*Try it*. Will you quote only the lines starting at the one that contains "Where the object" and ending with the last line of the listing below, inclusive?
[[ Records supplied open ]]
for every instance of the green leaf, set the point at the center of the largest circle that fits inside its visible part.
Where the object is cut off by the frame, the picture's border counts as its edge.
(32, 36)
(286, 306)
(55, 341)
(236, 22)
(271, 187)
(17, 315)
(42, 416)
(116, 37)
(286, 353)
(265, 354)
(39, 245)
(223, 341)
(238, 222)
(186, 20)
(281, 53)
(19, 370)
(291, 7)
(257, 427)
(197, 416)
[[ Records supplied closed ]]
*Answer to the exercise*.
Where the object is cut off by the frame, the picture's border counts as its edge.
(32, 36)
(286, 306)
(55, 341)
(236, 22)
(271, 187)
(17, 315)
(42, 416)
(116, 37)
(286, 353)
(265, 354)
(39, 245)
(223, 341)
(238, 222)
(186, 20)
(281, 53)
(19, 370)
(291, 7)
(257, 427)
(197, 416)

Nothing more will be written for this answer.